Data entries
---------------

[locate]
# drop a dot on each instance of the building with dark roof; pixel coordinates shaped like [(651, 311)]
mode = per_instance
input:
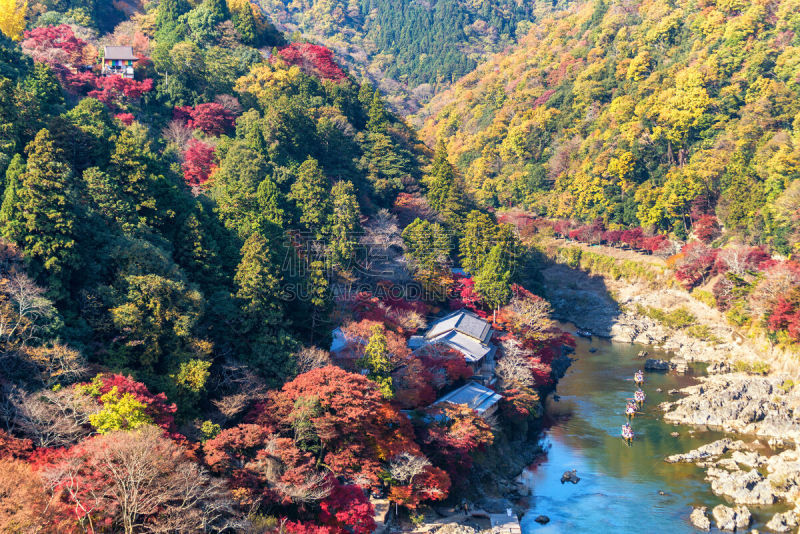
[(118, 60), (477, 397), (466, 333)]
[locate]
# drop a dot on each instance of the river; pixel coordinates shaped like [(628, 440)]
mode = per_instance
[(619, 487)]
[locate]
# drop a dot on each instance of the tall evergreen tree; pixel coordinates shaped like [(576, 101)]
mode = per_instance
[(378, 117), (344, 225), (493, 281), (9, 218), (219, 9), (169, 13), (319, 295), (444, 191), (477, 239), (245, 24), (311, 194), (378, 362), (269, 204), (47, 214), (258, 280)]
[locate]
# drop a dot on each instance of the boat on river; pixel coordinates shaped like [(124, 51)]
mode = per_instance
[(627, 433), (638, 378)]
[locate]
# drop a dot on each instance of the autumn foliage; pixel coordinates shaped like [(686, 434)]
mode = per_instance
[(199, 162), (211, 118), (313, 59)]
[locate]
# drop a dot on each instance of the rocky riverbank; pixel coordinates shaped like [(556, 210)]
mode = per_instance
[(609, 308), (764, 406), (740, 473), (755, 473)]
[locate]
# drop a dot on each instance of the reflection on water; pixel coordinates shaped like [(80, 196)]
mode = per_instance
[(620, 486)]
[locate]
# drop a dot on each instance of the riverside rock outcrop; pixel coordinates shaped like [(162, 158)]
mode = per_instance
[(731, 519), (742, 487), (709, 451), (699, 519), (784, 522), (757, 405)]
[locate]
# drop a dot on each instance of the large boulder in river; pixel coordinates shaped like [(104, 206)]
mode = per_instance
[(785, 522), (742, 487), (752, 405), (570, 476), (731, 519), (699, 519), (708, 451), (654, 364)]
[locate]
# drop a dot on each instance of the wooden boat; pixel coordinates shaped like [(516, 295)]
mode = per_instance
[(638, 378), (627, 433)]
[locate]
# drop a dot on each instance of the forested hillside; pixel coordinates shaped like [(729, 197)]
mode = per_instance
[(640, 113), (410, 49), (186, 216)]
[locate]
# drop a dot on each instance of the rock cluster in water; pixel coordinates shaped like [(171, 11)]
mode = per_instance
[(740, 477), (757, 405), (732, 519)]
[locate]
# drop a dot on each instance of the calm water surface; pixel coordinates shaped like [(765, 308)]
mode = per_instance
[(619, 487)]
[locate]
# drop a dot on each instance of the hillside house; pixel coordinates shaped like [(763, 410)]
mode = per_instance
[(480, 398), (118, 60), (466, 333)]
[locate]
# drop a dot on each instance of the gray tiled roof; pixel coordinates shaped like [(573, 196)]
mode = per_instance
[(476, 396), (118, 52), (472, 349), (462, 321)]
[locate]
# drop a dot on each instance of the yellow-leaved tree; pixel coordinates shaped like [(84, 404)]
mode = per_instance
[(12, 18)]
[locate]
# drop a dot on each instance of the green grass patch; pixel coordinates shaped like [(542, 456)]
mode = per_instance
[(755, 368), (705, 297)]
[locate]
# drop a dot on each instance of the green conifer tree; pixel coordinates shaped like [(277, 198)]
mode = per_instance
[(344, 225), (10, 223), (493, 281), (311, 195), (378, 362)]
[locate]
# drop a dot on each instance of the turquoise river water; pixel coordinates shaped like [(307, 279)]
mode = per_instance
[(620, 486)]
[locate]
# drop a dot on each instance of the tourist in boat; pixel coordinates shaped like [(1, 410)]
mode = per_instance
[(638, 377), (627, 433)]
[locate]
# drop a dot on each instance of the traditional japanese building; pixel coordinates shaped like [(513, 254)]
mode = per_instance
[(466, 333), (118, 60), (479, 398)]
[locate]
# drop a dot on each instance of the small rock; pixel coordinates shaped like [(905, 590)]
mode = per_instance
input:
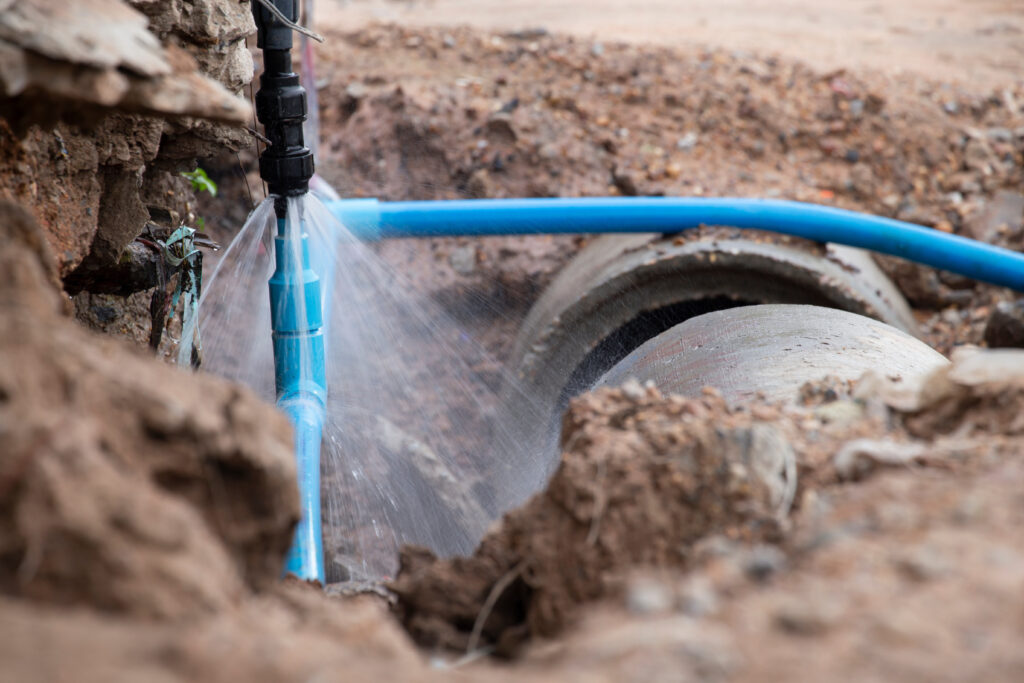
[(648, 596), (355, 90), (463, 260), (923, 563), (626, 182), (763, 562), (687, 141), (808, 615), (1000, 134), (1006, 326), (840, 412), (697, 597), (499, 129)]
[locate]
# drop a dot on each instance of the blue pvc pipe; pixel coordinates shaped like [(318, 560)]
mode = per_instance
[(300, 376), (370, 219)]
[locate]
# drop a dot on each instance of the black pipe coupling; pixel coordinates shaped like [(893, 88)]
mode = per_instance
[(287, 164)]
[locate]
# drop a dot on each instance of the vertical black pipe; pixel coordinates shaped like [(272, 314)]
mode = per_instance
[(287, 164)]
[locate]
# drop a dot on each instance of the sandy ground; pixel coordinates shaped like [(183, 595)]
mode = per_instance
[(978, 42)]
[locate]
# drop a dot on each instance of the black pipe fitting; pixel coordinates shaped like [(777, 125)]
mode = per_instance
[(286, 164)]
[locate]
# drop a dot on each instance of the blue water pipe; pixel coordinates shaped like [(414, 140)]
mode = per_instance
[(372, 219), (300, 378)]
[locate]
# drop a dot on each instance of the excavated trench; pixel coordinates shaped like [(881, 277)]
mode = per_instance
[(144, 513)]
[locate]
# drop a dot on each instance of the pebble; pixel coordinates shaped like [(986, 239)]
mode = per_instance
[(1005, 328), (697, 597), (687, 141), (763, 562), (840, 412), (923, 563), (646, 596), (463, 259), (807, 615)]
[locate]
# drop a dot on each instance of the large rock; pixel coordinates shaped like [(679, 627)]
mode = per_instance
[(125, 483)]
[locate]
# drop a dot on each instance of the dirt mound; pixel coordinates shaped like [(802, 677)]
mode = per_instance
[(292, 634), (641, 478), (124, 483), (645, 477)]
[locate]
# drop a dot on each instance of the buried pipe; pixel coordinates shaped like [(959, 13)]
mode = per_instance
[(370, 219)]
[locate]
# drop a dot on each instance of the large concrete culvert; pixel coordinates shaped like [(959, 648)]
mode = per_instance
[(623, 290)]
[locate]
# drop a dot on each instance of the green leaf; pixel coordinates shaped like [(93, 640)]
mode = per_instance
[(201, 181)]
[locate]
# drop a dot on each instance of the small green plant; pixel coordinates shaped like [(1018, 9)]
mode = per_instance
[(201, 181)]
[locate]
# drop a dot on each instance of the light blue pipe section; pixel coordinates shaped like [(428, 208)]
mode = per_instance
[(301, 385), (370, 219)]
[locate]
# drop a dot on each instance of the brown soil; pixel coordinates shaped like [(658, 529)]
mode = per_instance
[(432, 113), (144, 512), (126, 484)]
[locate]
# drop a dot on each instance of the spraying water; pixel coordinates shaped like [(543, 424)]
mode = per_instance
[(417, 446)]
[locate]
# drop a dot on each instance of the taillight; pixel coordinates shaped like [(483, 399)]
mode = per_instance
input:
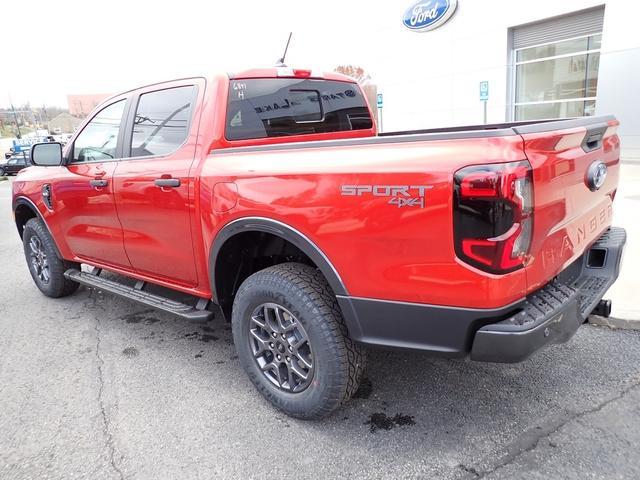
[(493, 215)]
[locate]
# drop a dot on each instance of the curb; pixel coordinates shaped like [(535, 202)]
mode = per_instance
[(613, 322)]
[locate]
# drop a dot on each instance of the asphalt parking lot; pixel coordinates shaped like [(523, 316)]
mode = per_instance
[(92, 386)]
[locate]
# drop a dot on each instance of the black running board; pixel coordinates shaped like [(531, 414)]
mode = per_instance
[(137, 294)]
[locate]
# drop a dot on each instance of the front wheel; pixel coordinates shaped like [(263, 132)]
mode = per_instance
[(47, 270), (293, 343)]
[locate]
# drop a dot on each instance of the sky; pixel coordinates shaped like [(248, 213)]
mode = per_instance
[(52, 49)]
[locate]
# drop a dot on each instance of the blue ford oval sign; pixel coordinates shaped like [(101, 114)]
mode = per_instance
[(425, 15)]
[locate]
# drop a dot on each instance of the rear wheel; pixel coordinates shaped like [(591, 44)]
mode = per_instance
[(47, 270), (293, 343)]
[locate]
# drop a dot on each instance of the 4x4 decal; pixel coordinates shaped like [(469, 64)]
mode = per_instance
[(399, 195)]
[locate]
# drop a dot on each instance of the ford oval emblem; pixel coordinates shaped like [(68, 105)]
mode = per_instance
[(596, 175), (425, 15)]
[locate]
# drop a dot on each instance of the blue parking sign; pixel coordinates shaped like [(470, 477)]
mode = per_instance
[(484, 91)]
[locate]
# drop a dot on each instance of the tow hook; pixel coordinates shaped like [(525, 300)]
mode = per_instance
[(603, 309)]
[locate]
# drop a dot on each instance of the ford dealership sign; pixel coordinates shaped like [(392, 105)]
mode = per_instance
[(425, 15)]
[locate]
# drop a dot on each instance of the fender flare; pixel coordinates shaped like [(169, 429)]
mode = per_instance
[(279, 229), (32, 206)]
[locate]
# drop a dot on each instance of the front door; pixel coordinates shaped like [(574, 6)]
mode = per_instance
[(152, 186), (83, 193)]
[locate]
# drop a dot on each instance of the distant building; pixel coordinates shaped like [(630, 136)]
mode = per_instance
[(82, 105), (64, 123)]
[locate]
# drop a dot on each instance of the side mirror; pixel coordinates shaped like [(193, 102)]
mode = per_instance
[(47, 154)]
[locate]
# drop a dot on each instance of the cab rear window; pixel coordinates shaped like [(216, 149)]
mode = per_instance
[(278, 107)]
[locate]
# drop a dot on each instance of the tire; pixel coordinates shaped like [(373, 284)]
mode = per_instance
[(305, 299), (46, 268)]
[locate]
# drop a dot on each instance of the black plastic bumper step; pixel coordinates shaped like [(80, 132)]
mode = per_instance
[(554, 313), (132, 293)]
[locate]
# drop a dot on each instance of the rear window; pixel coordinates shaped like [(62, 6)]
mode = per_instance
[(278, 107)]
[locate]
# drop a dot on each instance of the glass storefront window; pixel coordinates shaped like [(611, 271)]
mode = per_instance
[(549, 75), (538, 111)]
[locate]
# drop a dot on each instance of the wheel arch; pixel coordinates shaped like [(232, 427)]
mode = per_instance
[(233, 233), (24, 210)]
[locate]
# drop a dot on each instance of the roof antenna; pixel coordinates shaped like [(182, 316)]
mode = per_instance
[(280, 63)]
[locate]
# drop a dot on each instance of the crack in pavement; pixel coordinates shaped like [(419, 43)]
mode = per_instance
[(530, 440), (105, 419)]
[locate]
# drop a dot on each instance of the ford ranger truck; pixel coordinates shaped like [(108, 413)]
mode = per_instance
[(270, 194)]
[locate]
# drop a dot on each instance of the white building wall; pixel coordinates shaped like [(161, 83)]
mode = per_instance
[(619, 74)]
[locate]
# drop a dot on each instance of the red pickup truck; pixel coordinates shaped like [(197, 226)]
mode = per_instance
[(270, 193)]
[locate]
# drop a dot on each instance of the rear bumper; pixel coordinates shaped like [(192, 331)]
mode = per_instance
[(554, 313), (508, 334)]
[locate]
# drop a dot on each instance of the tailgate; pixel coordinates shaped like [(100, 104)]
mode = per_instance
[(575, 177)]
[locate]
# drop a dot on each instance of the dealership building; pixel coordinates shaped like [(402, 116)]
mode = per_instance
[(518, 60)]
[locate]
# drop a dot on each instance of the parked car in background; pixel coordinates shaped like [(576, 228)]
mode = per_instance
[(15, 163)]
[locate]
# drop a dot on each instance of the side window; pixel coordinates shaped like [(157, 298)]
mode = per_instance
[(99, 138), (161, 123)]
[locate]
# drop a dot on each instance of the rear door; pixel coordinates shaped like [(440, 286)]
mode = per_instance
[(575, 177), (154, 182)]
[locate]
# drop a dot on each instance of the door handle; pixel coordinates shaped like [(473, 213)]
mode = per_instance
[(98, 183), (167, 182)]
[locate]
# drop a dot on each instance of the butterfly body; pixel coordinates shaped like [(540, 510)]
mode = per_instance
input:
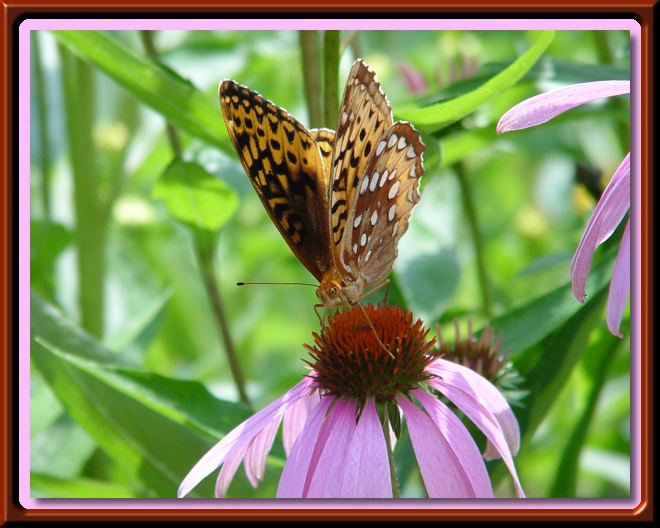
[(340, 200)]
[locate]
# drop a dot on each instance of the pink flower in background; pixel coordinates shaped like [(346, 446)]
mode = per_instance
[(333, 435), (613, 204)]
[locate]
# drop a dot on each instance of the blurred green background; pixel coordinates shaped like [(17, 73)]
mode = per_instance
[(130, 383)]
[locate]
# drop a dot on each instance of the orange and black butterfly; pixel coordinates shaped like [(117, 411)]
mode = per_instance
[(341, 200)]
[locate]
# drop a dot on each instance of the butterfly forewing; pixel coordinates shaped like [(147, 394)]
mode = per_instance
[(364, 115), (387, 191), (286, 164)]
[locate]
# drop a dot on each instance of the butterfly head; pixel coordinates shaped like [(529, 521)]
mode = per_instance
[(333, 292)]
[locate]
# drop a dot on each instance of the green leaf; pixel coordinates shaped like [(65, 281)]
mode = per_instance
[(156, 427), (195, 197), (530, 323), (440, 115), (183, 105), (599, 359)]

---------------

§ PROMPT
Please reproduce the records word for word, starting at their first line and stopping after the line that contains "[(118, 60), (477, 397), (466, 333)]", including that line. Leave the pictures out of your copy.

§ CORRECT RESPONSE
[locate]
# drop a dot on each instance of the building with dark roof; pixel coordinates shaped like [(651, 311)]
mode = per_instance
input:
[(118, 60), (477, 397), (466, 333)]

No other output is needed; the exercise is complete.